** start Dataset rows **
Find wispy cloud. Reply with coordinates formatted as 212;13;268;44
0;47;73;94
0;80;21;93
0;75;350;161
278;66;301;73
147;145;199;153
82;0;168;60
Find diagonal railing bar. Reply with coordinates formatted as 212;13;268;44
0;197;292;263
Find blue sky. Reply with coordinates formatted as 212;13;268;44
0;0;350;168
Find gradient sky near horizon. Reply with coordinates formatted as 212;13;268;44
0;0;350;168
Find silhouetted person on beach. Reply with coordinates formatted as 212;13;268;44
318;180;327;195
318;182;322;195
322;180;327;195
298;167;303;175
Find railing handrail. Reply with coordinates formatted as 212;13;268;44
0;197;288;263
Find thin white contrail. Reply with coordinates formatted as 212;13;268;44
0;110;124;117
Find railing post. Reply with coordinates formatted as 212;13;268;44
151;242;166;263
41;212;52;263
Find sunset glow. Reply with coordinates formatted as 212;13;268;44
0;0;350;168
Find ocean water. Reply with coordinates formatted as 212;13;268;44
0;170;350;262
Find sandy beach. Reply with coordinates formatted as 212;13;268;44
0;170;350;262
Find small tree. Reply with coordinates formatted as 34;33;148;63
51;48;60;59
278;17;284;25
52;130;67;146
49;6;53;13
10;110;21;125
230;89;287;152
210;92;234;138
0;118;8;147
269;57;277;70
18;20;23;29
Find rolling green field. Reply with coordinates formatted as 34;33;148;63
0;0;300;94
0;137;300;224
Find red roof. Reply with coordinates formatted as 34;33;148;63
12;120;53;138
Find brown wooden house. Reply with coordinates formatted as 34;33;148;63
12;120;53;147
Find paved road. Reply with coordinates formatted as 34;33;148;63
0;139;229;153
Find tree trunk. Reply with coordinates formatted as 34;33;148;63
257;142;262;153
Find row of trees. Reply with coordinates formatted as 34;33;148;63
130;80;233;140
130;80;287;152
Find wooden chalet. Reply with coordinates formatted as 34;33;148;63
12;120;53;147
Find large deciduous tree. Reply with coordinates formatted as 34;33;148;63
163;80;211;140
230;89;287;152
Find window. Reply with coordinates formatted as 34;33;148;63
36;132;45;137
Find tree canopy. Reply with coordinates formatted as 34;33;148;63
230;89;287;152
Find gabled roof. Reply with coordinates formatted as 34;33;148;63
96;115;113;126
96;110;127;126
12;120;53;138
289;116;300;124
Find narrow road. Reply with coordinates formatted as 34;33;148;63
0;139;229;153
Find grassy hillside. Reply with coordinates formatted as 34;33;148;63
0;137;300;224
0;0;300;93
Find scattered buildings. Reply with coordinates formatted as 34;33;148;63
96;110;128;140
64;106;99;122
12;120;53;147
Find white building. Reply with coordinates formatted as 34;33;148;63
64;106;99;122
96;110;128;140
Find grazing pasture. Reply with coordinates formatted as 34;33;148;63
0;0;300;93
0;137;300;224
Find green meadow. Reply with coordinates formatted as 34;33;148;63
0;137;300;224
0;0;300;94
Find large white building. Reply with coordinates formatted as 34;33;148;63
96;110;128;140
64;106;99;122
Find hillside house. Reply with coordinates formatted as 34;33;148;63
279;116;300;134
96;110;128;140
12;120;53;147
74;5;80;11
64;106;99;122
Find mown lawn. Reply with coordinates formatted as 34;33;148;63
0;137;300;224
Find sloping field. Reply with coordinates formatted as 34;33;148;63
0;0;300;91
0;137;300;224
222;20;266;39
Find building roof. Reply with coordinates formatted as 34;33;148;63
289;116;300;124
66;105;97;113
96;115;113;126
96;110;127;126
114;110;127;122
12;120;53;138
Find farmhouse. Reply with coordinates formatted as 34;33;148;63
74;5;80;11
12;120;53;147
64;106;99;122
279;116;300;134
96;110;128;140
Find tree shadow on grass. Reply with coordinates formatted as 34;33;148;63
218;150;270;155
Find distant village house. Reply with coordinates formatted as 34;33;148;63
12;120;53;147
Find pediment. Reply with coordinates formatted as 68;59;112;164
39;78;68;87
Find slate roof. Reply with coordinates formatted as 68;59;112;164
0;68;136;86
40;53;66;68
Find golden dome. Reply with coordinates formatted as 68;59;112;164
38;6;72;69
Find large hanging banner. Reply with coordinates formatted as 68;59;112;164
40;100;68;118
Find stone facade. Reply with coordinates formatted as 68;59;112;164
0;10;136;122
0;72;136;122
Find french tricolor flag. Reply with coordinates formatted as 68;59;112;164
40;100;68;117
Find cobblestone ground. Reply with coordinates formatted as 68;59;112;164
** end Dataset rows **
**What is being asked:** Format the listing as a numbered list, starting at its first line and ending at the line that contains "0;197;288;263", and leave out any blank lines.

**Task response:**
1. Find wispy cloud. Reply with coordinates formatted as 212;13;268;44
2. 0;47;73;94
3. 0;80;21;93
4. 0;75;350;161
5. 278;66;301;73
6. 147;145;199;153
7. 82;0;168;60
8. Find diagonal railing bar. Reply with coordinates formatted as 212;13;268;44
9. 0;197;292;263
10. Find blue sky. Reply with coordinates formatted as 212;13;268;44
11. 0;0;350;168
12. Find gradient sky near horizon. Reply with coordinates formatted as 212;13;268;44
13. 0;0;350;168
14. Find silhouetted person on beach. Reply with coordinates formatted as 212;13;268;44
15. 318;180;327;195
16. 318;182;322;195
17. 322;180;327;195
18. 298;167;303;175
19. Find railing handrail. Reply with coordinates formatted as 212;13;268;44
20. 0;197;288;263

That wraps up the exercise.